• [TASK OBJECTIVE]:
Quote every line of the following material that contains the string "field".

• [RECORDS FOR THE EXERCISE]:
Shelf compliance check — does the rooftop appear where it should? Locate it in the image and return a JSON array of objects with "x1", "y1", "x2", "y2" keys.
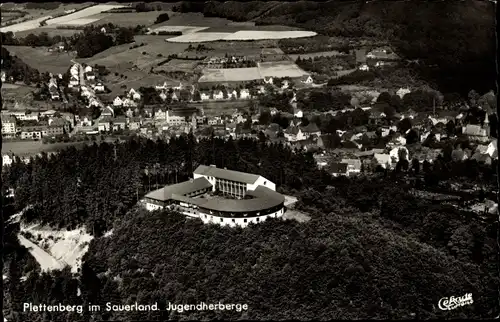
[{"x1": 194, "y1": 165, "x2": 260, "y2": 184}]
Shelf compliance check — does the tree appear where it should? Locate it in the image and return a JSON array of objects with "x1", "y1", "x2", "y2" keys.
[{"x1": 377, "y1": 92, "x2": 391, "y2": 104}]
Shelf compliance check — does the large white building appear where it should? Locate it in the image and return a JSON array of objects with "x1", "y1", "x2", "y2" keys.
[{"x1": 144, "y1": 165, "x2": 285, "y2": 227}]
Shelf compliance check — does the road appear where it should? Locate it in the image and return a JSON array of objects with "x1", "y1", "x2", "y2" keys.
[
  {"x1": 17, "y1": 234, "x2": 64, "y2": 272},
  {"x1": 71, "y1": 59, "x2": 85, "y2": 86}
]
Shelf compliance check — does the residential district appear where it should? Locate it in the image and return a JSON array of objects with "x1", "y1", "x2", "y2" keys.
[{"x1": 2, "y1": 58, "x2": 498, "y2": 180}]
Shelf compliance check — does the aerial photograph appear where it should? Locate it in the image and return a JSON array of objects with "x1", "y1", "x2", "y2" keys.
[{"x1": 0, "y1": 0, "x2": 500, "y2": 322}]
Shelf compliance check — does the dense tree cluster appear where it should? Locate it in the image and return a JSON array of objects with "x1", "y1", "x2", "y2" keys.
[{"x1": 3, "y1": 136, "x2": 499, "y2": 321}]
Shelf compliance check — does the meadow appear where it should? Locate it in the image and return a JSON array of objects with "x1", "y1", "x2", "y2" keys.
[
  {"x1": 258, "y1": 61, "x2": 309, "y2": 78},
  {"x1": 46, "y1": 4, "x2": 123, "y2": 26},
  {"x1": 4, "y1": 46, "x2": 75, "y2": 74}
]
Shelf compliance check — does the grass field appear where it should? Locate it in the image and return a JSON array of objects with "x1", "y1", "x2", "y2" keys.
[
  {"x1": 0, "y1": 2, "x2": 90, "y2": 33},
  {"x1": 198, "y1": 67, "x2": 262, "y2": 83},
  {"x1": 205, "y1": 25, "x2": 301, "y2": 33},
  {"x1": 46, "y1": 4, "x2": 127, "y2": 26},
  {"x1": 258, "y1": 62, "x2": 309, "y2": 78},
  {"x1": 150, "y1": 26, "x2": 209, "y2": 34},
  {"x1": 85, "y1": 11, "x2": 170, "y2": 27},
  {"x1": 167, "y1": 32, "x2": 231, "y2": 43},
  {"x1": 188, "y1": 100, "x2": 252, "y2": 116},
  {"x1": 4, "y1": 46, "x2": 75, "y2": 74},
  {"x1": 16, "y1": 26, "x2": 82, "y2": 38},
  {"x1": 288, "y1": 50, "x2": 346, "y2": 61},
  {"x1": 154, "y1": 59, "x2": 202, "y2": 73},
  {"x1": 78, "y1": 35, "x2": 189, "y2": 70},
  {"x1": 2, "y1": 140, "x2": 85, "y2": 156}
]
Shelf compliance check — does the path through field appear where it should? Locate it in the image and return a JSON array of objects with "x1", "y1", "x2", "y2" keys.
[{"x1": 17, "y1": 234, "x2": 64, "y2": 272}]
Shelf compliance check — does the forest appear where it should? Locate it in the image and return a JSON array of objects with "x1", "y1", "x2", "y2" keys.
[
  {"x1": 3, "y1": 135, "x2": 499, "y2": 321},
  {"x1": 189, "y1": 0, "x2": 496, "y2": 96}
]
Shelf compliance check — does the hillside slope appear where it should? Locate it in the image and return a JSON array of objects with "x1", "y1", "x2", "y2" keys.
[{"x1": 199, "y1": 0, "x2": 496, "y2": 93}]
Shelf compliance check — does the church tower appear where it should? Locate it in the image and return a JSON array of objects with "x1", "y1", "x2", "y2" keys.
[{"x1": 483, "y1": 112, "x2": 490, "y2": 137}]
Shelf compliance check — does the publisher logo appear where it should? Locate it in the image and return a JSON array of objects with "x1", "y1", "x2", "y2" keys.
[{"x1": 438, "y1": 293, "x2": 474, "y2": 311}]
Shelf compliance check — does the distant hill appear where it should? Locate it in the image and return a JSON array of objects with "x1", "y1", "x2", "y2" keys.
[{"x1": 178, "y1": 0, "x2": 496, "y2": 94}]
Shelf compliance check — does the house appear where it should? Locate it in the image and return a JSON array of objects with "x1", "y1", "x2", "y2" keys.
[
  {"x1": 155, "y1": 82, "x2": 168, "y2": 91},
  {"x1": 373, "y1": 153, "x2": 392, "y2": 169},
  {"x1": 284, "y1": 126, "x2": 307, "y2": 142},
  {"x1": 97, "y1": 117, "x2": 111, "y2": 132},
  {"x1": 113, "y1": 96, "x2": 123, "y2": 106},
  {"x1": 68, "y1": 75, "x2": 80, "y2": 87},
  {"x1": 340, "y1": 159, "x2": 361, "y2": 175},
  {"x1": 462, "y1": 113, "x2": 490, "y2": 142},
  {"x1": 240, "y1": 88, "x2": 250, "y2": 99},
  {"x1": 368, "y1": 111, "x2": 386, "y2": 125},
  {"x1": 264, "y1": 77, "x2": 274, "y2": 85},
  {"x1": 123, "y1": 98, "x2": 137, "y2": 107},
  {"x1": 301, "y1": 75, "x2": 314, "y2": 84},
  {"x1": 100, "y1": 105, "x2": 115, "y2": 117},
  {"x1": 301, "y1": 122, "x2": 321, "y2": 138},
  {"x1": 155, "y1": 108, "x2": 168, "y2": 121},
  {"x1": 200, "y1": 92, "x2": 210, "y2": 101},
  {"x1": 94, "y1": 82, "x2": 106, "y2": 92},
  {"x1": 396, "y1": 87, "x2": 411, "y2": 99},
  {"x1": 128, "y1": 88, "x2": 141, "y2": 101},
  {"x1": 2, "y1": 116, "x2": 16, "y2": 136},
  {"x1": 113, "y1": 116, "x2": 127, "y2": 131},
  {"x1": 389, "y1": 146, "x2": 410, "y2": 163},
  {"x1": 327, "y1": 162, "x2": 349, "y2": 177},
  {"x1": 214, "y1": 90, "x2": 224, "y2": 100},
  {"x1": 358, "y1": 64, "x2": 370, "y2": 72},
  {"x1": 128, "y1": 117, "x2": 142, "y2": 131},
  {"x1": 158, "y1": 92, "x2": 168, "y2": 101},
  {"x1": 85, "y1": 72, "x2": 95, "y2": 80},
  {"x1": 21, "y1": 125, "x2": 47, "y2": 140}
]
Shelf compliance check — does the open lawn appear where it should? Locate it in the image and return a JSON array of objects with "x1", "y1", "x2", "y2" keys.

• [FINISHED TASK]:
Shelf compliance check — does the grass field appear where it should? Locate it in the image and return a JSON array of objects with "x1", "y1", "x2", "y2" keys.
Shelf compliance check — does the path through field appear where it should? Locate it in the image and return a JSON array of objects with "x1", "y1", "x2", "y2" keys.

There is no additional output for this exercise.